● Page extract:
___

# best gun make is?????



## sniper665 (Dec 13, 2008)

:beer: :sniper: :sniper: :sniper: :sniper: 
hey whats your guys thought on the best gun maker. who do you guys think?

:sniper: :sniper: :sniper: :sniper: :sniper: :sniper: :sniper: :sniper: :sniper: :sniper: :sniper: :sniper: :sniper: :sniper: :sniper: :sniper: :sniper: :sniper: :sniper: :sniper: :sniper: :sniper: :sniper: :sniper: :sniper: :sniper: :sniper: :sniper: :sniper: :sniper: :sniper: :sniper: :sniper: :sniper: :sniper: :sniper: :sniper: :sniper: :sniper: :sniper: :sniper: :sniper: :sniper: :sniper: :sniper: :sniper: :sniper: :sniper: :sniper: :sniper: :sniper: :sniper: :sniper: :sniper: :sniper: :sniper: :sniper: :sniper: :sniper: :sniper: :sniper: :sniper: :sniper: :sniper: :sniper: :sniper: :sniper: :sniper: :sniper: :sniper: :sniper: :sniper: :sniper: :sniper:


----------



## Sask hunter (Sep 11, 2008)

Remington


----------



## barebackjack (Sep 5, 2006)

Remington 700 rifles.

Benelli shotguns.

Colt pistols.

And whats with the emoticons dude? You need to lay off the crack pipe I think.


----------



## blowefosho (Jan 29, 2008)

remington rifles. and i second bareback on the layin off the crack pipe haha :lol:


----------



## MN goose killa (Sep 19, 2008)

haha what a great question.


----------



## varmit b gone (Jan 31, 2008)

Ruger and Remington Rifles, Ruger and S&W pistols

Lay off the emoticons.


----------



## Chinwhiskers (Jan 13, 2008)

Red Rider!


----------



## Spanker (Jun 27, 2007)

What about Kimber, Cooper, Anschutz...?
( I'm a Savage, Rem, Ruger man cause I can't afford those)
Shotgun vote goes to Benelli
Handguns,
Pistols=Colt, Sig, S&W
Revolvers=OLD Colt, Smith & Wesson


----------



## nosib (Dec 4, 2008)

tack one on for benelli shotguns


----------



## NCGMAN (Oct 28, 2006)

SHOTGUN:: Ithaca
223 cal::: Savage "Accutrigger"
30/30 cal::: Glenfield Mod 30 1960's
Pistol:: Taurus 357,,, Smith Wesson 40

That's my pick, cause that's all I got..... :roll:


----------



## Fallguy (Jan 23, 2004)

I agree with the emoticon thing. Lay off it it's annoying!

I will have to vote for what I have. It's in my budget so works for me:

Rifles: I like the Weatherby Vanguard line. If I had a ton of extra money laying around I'd like a Kimber or a Sako.

Shotguns: I shoot a Browning. I may pick up a Benelli in the next few years.

Handguns: I have a Kel Tec and a Springfield Armory on the way. The SA is the one that gets my vote out of what I have. If I had ALOT of extra cash, I would get a Kimber.


----------



## nosib (Dec 4, 2008)

also i'd say that the shooter is what you need to worry about before the gun.


----------



## Brundage (Dec 10, 2008)

___

● Exercise materials:
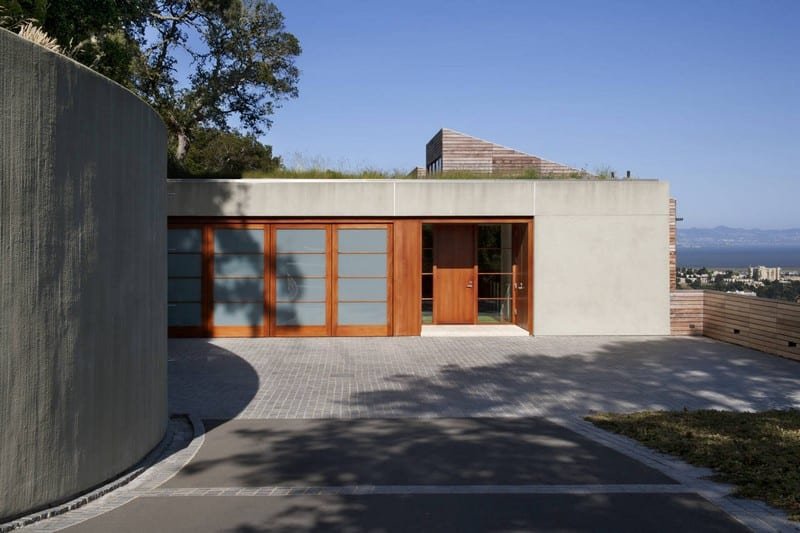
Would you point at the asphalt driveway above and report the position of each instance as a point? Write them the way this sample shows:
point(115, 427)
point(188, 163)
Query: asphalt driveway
point(438, 434)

___

● List of tasks:
A. From the gun-maker forum thread, render this sentence in Spanish: "I will have to vote for what I have."
B. Format every line of the image-labeling records as a JSON list of strings, one string per line, skipping blank lines and omitting the picture.
The forum thread and the records have no connection to each other.

● Task-by-task outputs:
A. Tendré que votar por lo que tengo.

B.
[
  "Would you point at the asphalt driveway above and report the position of each instance as a point? Write them the way this sample shows:",
  "point(115, 427)",
  "point(188, 163)",
  "Query: asphalt driveway",
  "point(438, 434)"
]